Assignment ->
Every entry must be given again exactly as it is written.

Point localization data ->
= = = = = = =

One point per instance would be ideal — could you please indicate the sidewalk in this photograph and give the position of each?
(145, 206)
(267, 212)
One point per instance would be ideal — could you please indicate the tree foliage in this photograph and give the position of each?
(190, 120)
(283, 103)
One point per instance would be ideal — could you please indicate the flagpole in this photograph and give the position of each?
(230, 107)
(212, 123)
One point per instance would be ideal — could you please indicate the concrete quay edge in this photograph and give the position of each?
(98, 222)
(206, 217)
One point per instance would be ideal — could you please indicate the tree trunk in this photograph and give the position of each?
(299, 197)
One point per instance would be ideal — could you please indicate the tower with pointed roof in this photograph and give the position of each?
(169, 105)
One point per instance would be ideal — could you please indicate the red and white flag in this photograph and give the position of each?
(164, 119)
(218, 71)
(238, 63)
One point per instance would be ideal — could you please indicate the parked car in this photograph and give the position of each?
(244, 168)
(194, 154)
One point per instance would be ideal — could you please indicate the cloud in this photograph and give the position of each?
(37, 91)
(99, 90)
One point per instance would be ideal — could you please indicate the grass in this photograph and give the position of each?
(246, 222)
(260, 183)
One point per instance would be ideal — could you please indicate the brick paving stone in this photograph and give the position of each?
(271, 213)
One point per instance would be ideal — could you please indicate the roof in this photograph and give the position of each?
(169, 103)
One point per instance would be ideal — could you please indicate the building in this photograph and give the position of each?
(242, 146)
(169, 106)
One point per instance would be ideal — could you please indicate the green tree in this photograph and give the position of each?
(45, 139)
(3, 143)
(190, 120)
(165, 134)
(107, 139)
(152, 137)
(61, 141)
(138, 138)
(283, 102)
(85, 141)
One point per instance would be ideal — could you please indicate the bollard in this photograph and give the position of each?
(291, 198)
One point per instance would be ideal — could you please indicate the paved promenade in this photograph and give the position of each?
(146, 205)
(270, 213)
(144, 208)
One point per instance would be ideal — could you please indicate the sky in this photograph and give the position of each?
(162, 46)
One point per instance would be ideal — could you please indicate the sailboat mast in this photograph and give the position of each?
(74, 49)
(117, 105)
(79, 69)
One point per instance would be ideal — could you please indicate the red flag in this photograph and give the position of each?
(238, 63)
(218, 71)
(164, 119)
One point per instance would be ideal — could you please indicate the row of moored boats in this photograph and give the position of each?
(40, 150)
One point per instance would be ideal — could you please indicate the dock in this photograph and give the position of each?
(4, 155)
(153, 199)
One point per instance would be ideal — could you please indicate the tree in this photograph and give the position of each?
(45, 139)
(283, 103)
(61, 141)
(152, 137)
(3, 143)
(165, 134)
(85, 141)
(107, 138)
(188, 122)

= = = = = = =

Answer section ->
One point per instance would be ideal — could you please indicate the sidewalk in this photograph and give the position of each?
(145, 206)
(267, 212)
One point per instance would be ideal — could you please indicate the tree foliage in this photograph and give the position of each?
(190, 120)
(283, 103)
One point per instance would be ideal — could you please indicate the flagpole in this photograph and give the position of each?
(230, 107)
(212, 123)
One point per instance would be ideal — could you please indicate the concrete quay edge in this photograph and give the position of each?
(98, 222)
(206, 217)
One point per instance would be ideal — could you please indicate the tree trunk in this photograph and give the position of each?
(299, 197)
One point per instance would be ideal — could you please indicate the tower with pointed roof in this photograph and give the position of each?
(169, 105)
One point per instance would be ideal — could you please indicate the red and white flag in this photograph and give the position of each?
(164, 119)
(218, 71)
(238, 63)
One point per instance would be ideal — could you please indicate the parked car in this photograph and give the position of each?
(244, 168)
(194, 154)
One point per instance would be ideal — could you please indicate the cloud in this photograph and give the position of each?
(37, 91)
(99, 90)
One point per instance would be ideal — could you please indicate the grass in this photograph and give the position of each?
(246, 222)
(260, 183)
One point per instance would be ideal — could you please indicate the brick paving stone in this photograph and give the position of each?
(271, 213)
One point per instance would be ideal — could you please indicate the roof in this photograph and give the position of each?
(169, 103)
One point per instance would be ideal — could you please indicate the building in this photograph and give the position of each?
(242, 146)
(169, 106)
One point per instance would be ideal — could you please indicate the green tree in this photograph and give the position of each?
(45, 139)
(3, 143)
(190, 120)
(165, 134)
(107, 139)
(152, 137)
(61, 141)
(138, 138)
(283, 102)
(85, 141)
One point per instance would be ideal — could you please indicate the bollard in this photograph and give the position of each?
(291, 198)
One point per instance would be ideal — could you please indicate the paved promenade in this photograph and give the position of each?
(146, 205)
(270, 213)
(144, 208)
One point per instance would be ideal — could you please indicate the sky in this photograph and give the position of each?
(162, 46)
One point per instance would be ideal — could you please indicate the sailboat mast in this photograph and give the position of each?
(74, 49)
(117, 105)
(79, 69)
One point per instance would be ideal — could you please indicate the red flag in this photograph and give the position of each?
(238, 63)
(218, 71)
(164, 119)
One point per instance would be ideal — could you please indicate the row of moored boats in this photograph and give the position of each?
(40, 150)
One point per instance would be ideal — could you please indicate the dock in this photograph and give the position of each?
(4, 155)
(153, 199)
One point per instance would be ideal — could you please indicate the tree in this photograph and give the position of each?
(45, 139)
(283, 103)
(61, 141)
(152, 137)
(3, 143)
(165, 134)
(85, 141)
(107, 138)
(188, 122)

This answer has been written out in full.